SET EXERCISE:
Reproduce the records from the line with "Where can you spot the sandy shoreline" up to and including the line with "pixel 514 99", swapping "spot" for "locate" and leaving everything else unchanged.

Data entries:
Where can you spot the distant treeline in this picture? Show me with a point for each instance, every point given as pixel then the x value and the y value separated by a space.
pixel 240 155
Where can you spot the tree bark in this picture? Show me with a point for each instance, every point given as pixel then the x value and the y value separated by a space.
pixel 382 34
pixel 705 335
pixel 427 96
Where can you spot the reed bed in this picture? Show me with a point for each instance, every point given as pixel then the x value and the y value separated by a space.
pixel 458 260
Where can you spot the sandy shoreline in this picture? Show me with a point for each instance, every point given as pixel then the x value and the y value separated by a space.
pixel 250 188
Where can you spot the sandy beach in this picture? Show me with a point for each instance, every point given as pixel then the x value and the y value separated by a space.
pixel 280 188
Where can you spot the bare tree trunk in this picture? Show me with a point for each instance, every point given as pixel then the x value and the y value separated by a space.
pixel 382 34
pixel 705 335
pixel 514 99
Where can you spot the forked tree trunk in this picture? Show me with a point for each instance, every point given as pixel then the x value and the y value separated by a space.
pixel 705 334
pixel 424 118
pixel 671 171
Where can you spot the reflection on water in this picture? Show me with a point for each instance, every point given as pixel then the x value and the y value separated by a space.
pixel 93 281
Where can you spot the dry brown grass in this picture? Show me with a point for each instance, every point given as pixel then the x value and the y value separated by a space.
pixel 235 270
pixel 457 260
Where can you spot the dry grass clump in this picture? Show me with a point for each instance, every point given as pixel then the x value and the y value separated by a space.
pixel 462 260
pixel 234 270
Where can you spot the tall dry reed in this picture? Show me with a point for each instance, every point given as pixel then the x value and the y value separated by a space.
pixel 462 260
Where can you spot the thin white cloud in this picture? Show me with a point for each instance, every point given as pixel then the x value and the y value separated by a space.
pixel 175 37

ANSWER TO THE EXERCISE:
Where can you locate the sandy shoreline in this picture? Show me with a point for each instance, every point given as pixel then the x value and the y value separated by a space.
pixel 250 188
Where can you locate the sandy beach in this picture? Show me with a point for each instance, every point given as pixel then the x value and the y value separated by a space.
pixel 280 188
Where can you locate the bare tree trunk in this picture? Show me with a point for each instance, every point given as pixel then the x value and the y value separated by a space.
pixel 382 34
pixel 705 335
pixel 514 99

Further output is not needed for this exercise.